-- Objectif de l'exercice --
Dans l'extrait du document consacré à Hughes Richard, relevez toutes les choses qui lui manquaient de plus en plus dans la métropole.

Hughes Richard dit : « Il y a des chercheurs qui cherchent et des chercheurs qui trouvent. Je fais partie de ceux qui trouvent. » Ses succès étaient si heureux qu’il put commencer à éditer ce qu’il avait obtenu dans des archives et à le commenter dans des articles. Peut-être serait-il resté à Paris si la maladie et l’épuisement ne l’avaient pas ramené en Suisse. En tant qu’enfant du village, l’air pur, l’odeur des sapins et le silence de la nuit lui manquaient de plus en plus dans la métropole. Il se retrouva dans la même situation que le compositeur > Jean Daetwyler, qui, en provenance de Paris, se fixa à Sierre pour les mêmes raisons.

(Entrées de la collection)
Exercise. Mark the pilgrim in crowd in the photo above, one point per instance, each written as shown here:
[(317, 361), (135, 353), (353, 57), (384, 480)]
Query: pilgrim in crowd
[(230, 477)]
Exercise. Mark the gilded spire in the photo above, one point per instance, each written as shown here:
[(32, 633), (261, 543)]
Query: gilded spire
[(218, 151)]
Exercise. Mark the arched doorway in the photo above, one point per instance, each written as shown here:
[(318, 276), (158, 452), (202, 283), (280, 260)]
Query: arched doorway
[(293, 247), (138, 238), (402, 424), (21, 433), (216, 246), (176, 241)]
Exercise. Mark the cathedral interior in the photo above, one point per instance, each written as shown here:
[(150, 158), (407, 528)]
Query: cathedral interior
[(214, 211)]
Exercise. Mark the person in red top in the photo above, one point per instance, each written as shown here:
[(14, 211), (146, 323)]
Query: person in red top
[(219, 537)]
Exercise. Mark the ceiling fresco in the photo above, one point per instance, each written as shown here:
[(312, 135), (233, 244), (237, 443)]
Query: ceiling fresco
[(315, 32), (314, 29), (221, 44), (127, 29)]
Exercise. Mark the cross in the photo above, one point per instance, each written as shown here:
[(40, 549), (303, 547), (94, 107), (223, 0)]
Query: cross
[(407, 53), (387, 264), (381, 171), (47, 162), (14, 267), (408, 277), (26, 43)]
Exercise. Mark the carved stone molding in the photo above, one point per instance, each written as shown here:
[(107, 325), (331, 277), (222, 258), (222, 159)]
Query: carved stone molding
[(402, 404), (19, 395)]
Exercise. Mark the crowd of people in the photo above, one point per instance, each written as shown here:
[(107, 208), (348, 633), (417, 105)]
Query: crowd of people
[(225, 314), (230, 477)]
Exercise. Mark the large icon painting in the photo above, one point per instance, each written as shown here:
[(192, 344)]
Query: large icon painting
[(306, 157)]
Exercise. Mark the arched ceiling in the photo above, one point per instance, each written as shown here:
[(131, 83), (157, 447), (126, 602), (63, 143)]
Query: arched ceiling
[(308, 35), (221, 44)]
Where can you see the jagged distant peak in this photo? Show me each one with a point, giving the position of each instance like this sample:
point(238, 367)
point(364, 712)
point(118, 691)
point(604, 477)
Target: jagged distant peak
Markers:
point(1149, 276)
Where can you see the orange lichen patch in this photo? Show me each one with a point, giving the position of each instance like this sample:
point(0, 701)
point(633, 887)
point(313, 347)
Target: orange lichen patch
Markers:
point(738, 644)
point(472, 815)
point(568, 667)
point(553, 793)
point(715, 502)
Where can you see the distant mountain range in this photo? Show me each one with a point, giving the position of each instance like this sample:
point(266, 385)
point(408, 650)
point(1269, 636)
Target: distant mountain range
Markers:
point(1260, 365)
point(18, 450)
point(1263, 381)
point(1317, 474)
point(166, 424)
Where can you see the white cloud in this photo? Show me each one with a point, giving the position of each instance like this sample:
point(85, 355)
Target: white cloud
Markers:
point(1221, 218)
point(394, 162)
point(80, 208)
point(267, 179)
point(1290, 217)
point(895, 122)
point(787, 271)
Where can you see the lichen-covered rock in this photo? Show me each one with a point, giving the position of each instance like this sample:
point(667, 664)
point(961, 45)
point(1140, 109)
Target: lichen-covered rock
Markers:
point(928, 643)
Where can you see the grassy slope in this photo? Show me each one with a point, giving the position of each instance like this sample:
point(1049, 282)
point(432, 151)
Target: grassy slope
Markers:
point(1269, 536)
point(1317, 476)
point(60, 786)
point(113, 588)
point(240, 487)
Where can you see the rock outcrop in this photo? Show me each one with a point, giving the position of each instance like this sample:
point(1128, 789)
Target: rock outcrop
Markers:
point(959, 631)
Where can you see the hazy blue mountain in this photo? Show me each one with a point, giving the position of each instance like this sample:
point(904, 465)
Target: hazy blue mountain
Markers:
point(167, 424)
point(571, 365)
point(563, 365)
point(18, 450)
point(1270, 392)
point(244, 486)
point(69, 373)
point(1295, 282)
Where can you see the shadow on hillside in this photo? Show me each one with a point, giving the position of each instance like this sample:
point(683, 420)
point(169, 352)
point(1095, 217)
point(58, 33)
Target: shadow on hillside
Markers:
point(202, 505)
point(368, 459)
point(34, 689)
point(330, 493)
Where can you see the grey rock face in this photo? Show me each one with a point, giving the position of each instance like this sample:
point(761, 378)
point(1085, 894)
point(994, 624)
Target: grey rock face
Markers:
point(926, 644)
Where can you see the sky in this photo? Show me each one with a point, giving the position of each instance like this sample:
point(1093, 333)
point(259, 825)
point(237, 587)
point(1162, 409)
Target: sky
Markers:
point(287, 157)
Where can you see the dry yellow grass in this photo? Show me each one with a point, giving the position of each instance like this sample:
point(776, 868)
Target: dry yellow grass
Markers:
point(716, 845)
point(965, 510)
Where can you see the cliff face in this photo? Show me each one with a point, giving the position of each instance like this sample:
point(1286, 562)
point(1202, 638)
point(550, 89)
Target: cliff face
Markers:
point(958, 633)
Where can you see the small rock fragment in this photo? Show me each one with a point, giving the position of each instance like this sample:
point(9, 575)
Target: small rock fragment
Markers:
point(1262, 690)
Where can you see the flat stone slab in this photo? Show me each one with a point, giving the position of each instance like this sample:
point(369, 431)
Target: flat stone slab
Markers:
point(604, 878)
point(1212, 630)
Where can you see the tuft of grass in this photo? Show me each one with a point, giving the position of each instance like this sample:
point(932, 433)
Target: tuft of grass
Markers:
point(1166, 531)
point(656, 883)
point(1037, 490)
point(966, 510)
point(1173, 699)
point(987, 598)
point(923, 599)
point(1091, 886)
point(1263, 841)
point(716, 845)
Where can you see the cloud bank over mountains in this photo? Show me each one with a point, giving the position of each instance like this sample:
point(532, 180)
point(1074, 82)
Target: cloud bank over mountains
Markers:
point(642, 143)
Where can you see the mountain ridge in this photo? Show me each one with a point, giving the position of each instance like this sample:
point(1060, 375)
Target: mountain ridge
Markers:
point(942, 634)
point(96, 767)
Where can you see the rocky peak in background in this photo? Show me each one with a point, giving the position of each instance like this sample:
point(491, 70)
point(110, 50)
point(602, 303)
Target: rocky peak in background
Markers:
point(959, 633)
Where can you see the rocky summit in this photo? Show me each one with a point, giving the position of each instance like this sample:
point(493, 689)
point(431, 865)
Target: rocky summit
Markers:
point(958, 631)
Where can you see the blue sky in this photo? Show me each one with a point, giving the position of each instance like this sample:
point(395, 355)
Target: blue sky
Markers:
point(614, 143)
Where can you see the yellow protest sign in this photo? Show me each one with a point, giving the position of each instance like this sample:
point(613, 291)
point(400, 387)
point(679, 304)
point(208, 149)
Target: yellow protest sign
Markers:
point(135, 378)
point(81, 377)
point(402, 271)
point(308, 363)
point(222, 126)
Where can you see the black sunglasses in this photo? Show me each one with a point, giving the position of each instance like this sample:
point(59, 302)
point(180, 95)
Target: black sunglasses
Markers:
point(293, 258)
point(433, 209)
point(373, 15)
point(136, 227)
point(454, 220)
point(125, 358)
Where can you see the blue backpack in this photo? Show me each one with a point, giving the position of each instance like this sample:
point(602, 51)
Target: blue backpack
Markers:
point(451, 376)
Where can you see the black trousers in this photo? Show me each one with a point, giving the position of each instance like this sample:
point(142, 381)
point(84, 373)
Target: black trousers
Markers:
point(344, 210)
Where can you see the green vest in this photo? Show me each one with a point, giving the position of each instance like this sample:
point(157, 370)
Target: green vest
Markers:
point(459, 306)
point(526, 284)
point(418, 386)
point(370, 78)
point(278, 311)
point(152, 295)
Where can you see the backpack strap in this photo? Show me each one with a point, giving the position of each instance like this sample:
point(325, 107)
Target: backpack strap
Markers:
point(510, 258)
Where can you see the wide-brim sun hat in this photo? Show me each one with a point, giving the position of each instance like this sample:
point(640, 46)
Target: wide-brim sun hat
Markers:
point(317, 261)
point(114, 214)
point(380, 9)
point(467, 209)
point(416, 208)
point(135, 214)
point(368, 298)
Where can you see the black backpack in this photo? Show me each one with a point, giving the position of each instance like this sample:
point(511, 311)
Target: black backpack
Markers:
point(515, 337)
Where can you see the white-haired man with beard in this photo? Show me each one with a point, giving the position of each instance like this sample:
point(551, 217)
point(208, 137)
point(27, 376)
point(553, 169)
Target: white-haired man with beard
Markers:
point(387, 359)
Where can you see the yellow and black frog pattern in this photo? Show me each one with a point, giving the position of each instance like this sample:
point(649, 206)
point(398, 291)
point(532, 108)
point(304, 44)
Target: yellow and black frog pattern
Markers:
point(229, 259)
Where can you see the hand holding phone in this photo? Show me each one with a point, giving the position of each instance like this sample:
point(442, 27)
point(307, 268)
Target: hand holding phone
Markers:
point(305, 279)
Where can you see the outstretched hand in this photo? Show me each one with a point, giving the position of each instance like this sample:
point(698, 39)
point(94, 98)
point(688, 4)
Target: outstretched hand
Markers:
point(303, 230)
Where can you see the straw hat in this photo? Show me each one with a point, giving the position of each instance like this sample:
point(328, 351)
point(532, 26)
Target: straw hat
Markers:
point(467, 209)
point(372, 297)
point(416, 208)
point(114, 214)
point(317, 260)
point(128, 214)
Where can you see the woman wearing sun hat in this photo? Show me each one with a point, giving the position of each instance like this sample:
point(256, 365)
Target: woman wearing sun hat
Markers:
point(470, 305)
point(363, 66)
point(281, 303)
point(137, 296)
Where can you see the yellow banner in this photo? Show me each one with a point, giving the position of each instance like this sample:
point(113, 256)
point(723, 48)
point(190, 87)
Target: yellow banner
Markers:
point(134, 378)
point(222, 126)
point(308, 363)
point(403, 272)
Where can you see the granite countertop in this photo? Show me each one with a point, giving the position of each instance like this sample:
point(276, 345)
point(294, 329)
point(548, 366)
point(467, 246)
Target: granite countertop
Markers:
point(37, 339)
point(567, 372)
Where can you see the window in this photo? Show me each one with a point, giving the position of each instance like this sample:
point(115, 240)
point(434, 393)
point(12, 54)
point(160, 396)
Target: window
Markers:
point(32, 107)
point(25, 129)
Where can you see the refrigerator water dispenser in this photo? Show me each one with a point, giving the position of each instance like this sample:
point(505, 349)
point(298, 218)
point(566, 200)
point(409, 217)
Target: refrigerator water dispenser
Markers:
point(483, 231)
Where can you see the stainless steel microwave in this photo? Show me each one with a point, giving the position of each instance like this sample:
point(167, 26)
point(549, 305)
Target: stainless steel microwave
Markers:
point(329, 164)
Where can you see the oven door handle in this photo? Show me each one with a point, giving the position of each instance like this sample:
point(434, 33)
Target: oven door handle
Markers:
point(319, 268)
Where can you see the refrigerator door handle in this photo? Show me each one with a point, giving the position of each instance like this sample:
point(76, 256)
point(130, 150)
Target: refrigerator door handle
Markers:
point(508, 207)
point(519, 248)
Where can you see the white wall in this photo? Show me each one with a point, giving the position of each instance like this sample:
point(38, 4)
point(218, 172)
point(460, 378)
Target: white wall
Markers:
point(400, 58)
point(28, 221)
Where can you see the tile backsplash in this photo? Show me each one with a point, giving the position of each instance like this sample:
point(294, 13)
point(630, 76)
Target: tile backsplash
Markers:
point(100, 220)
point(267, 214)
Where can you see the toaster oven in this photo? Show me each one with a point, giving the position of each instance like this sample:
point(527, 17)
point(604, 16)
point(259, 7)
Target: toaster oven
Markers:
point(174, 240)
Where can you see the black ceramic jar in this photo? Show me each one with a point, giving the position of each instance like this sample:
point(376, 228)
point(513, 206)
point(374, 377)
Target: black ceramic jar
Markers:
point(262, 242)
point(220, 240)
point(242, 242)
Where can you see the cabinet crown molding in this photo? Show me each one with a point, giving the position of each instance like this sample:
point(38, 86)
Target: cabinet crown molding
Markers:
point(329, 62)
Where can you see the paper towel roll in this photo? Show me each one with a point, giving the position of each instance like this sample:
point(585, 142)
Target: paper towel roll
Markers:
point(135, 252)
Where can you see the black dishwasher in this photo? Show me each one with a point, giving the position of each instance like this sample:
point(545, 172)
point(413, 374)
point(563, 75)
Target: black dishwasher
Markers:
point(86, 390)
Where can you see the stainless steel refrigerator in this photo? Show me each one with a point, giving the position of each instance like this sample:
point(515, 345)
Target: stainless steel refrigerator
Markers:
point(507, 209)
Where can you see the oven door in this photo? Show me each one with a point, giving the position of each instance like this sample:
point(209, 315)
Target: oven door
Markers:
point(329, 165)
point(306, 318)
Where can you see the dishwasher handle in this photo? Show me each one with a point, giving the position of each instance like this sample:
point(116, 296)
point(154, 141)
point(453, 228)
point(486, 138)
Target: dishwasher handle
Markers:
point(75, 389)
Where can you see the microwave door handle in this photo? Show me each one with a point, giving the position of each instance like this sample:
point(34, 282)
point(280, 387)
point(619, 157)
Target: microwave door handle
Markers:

-- La réponse --
L'air pur, l'odeur des sapins et le silence de la nuit.